>> begin PAGE TEXT

# ISO Acrylic Supplies



## Tex Guy (Nov 23, 2008)

Who knows where in DFW to go for sheet acrylic and related supplies?


----------



## foreverknight (Jul 8, 2010)

http://www.regal-plastics.com/acrylic.html

this is who i would use. when i was working in the arcade industry that is where we would go get acrylic sheets


----------



## MacFan (Jul 30, 2006)

Regal Plastics carries mostly Lexan/Polycarbonate. They carry acrylic, but don't stock a big variety and have to order stuff in. What they do stock, it's pretty expensive compared to Allied. The one benefit is that they have a scrap bin, and if you catch it before it's picked up by the recycler, you can buy stuff out of it for $1/lb or so (min $30 on all purchases.) 

Allied Plastics has a tremendous amount of warehouse space and the stock to prove it (they even have materials for prosthesis manufacturing.) Their prices are much better than Regal. They keep most small scrap and sell by the square foot. They're not the cleanest or most efficiently run place, but the price is right.

>> end PAGE TEXT

SHORT EXERCISE 1:
According to the forum thread on acrylic supplies, how does Allied Plastics sell its small scrap?
The entries after this point are unrelated to the forum thread on acrylic supplies.

>> begin RECORDED DATA

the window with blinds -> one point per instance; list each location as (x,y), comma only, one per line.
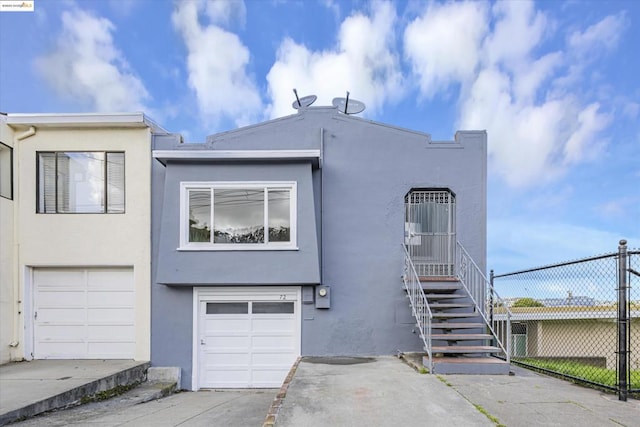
(80,182)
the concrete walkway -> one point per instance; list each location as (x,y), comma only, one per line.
(372,392)
(530,399)
(387,391)
(229,408)
(29,388)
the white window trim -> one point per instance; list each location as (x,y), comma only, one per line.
(185,245)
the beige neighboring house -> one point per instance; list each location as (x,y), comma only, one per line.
(8,279)
(589,333)
(75,245)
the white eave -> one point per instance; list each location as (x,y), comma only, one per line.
(237,155)
(83,120)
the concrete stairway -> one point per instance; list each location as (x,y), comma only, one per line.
(459,341)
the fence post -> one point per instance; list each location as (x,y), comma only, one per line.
(623,356)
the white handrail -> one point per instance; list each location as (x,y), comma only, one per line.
(419,304)
(480,289)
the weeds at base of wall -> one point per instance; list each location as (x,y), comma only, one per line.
(108,394)
(478,407)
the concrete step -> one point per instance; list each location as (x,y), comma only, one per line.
(444,296)
(441,287)
(453,315)
(469,365)
(444,306)
(456,325)
(461,337)
(74,384)
(465,349)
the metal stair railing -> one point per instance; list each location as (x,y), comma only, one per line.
(419,304)
(481,289)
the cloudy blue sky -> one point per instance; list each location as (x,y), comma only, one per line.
(555,84)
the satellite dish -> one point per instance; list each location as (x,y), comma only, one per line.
(305,101)
(348,106)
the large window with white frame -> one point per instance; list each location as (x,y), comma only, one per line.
(80,182)
(238,215)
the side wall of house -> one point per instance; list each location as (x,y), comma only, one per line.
(90,240)
(7,261)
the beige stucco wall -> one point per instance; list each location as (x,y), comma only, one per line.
(581,338)
(7,259)
(89,240)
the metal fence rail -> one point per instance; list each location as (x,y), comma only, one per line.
(578,319)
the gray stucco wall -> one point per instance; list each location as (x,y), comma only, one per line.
(367,168)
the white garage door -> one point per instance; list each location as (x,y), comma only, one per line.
(83,313)
(248,338)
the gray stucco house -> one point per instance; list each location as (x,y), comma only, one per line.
(287,238)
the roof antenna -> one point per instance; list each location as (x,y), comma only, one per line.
(346,106)
(305,101)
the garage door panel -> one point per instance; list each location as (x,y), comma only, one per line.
(225,324)
(59,278)
(228,358)
(227,377)
(70,350)
(273,325)
(229,341)
(262,359)
(270,342)
(102,315)
(61,298)
(112,350)
(110,278)
(267,378)
(111,298)
(62,315)
(111,332)
(256,345)
(62,332)
(93,309)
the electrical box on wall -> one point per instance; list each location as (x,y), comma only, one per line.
(323,296)
(308,294)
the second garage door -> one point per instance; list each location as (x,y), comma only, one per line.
(247,338)
(83,313)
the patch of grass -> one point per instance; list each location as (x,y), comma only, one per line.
(604,376)
(443,380)
(107,394)
(488,415)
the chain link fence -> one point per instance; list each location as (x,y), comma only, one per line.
(565,320)
(634,324)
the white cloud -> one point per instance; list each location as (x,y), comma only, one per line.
(443,45)
(217,63)
(363,62)
(602,35)
(582,142)
(87,67)
(516,247)
(510,86)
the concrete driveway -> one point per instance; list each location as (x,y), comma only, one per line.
(369,392)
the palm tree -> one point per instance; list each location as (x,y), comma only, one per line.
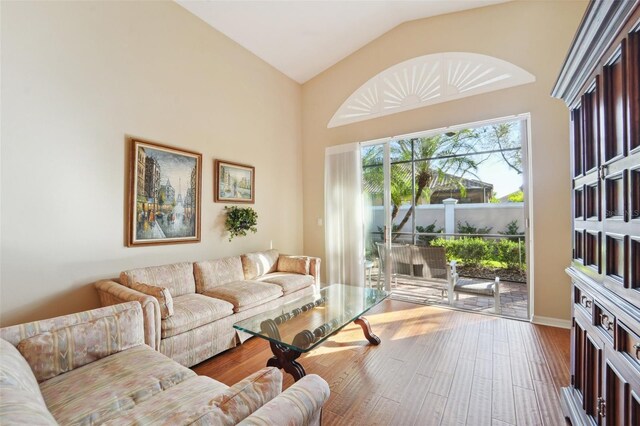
(436,156)
(454,155)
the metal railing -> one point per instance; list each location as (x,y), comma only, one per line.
(425,239)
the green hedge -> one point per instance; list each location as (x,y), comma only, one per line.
(474,251)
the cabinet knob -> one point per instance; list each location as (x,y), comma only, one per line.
(602,406)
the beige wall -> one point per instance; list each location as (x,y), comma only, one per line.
(77,78)
(533,35)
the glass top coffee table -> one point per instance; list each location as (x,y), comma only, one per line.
(299,326)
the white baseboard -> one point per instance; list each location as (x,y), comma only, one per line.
(552,322)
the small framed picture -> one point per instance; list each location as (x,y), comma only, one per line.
(234,183)
(164,195)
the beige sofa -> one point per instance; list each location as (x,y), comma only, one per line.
(94,368)
(190,308)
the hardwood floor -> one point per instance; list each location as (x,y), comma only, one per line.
(434,367)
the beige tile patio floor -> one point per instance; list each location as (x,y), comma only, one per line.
(513,297)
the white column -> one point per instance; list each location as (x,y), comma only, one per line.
(450,215)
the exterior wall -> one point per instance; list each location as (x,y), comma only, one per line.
(78,78)
(532,35)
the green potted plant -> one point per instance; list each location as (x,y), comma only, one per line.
(240,220)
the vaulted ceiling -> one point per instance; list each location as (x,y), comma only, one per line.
(303,38)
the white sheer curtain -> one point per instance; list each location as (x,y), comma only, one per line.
(343,215)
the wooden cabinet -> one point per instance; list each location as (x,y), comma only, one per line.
(600,83)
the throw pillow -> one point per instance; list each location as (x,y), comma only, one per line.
(259,263)
(162,294)
(294,264)
(55,352)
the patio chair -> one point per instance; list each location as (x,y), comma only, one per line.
(423,266)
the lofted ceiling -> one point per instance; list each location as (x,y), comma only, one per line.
(303,38)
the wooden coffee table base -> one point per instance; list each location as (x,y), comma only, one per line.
(285,358)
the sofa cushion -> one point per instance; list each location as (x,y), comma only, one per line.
(294,264)
(246,294)
(55,352)
(184,404)
(162,295)
(289,282)
(259,263)
(192,311)
(178,277)
(21,401)
(109,387)
(212,273)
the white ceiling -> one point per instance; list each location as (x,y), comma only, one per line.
(303,38)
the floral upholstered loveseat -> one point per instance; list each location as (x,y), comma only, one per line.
(94,368)
(194,305)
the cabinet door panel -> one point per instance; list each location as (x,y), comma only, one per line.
(617,396)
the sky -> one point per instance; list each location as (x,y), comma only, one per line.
(504,179)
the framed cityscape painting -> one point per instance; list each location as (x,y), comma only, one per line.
(164,195)
(234,183)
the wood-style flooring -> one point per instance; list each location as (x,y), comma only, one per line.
(434,367)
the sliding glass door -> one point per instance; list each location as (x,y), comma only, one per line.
(462,190)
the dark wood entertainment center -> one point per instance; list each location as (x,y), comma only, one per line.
(600,83)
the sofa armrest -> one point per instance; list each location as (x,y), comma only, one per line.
(113,293)
(301,404)
(249,394)
(314,269)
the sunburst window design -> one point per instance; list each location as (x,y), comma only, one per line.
(428,80)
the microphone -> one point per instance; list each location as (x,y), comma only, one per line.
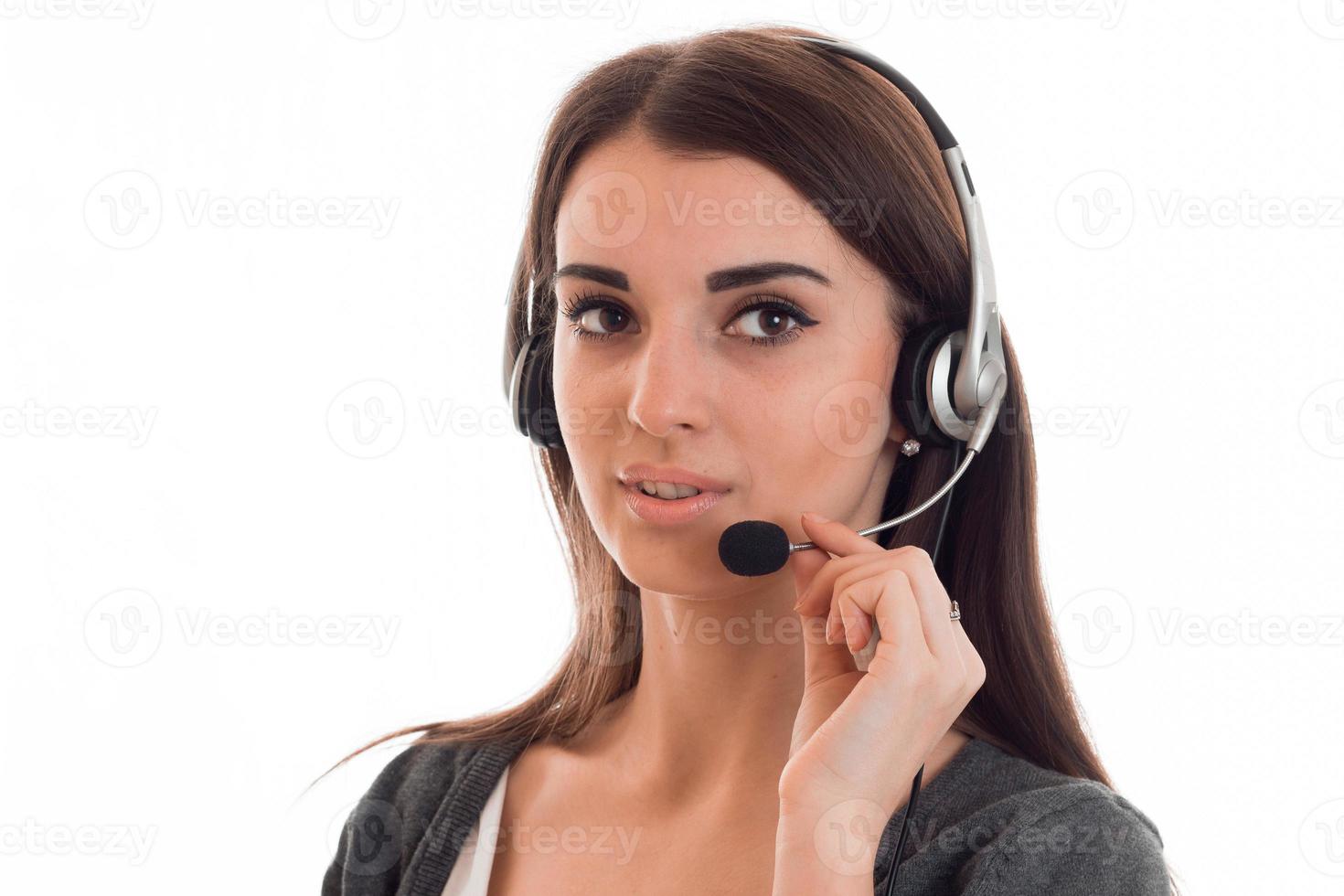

>> end RECORDED DATA

SHORT EXERCISE 2:
State how many lines of the entries contain the word "window", giving only the number.

OUTPUT 1:
By the square foot.

OUTPUT 2:
4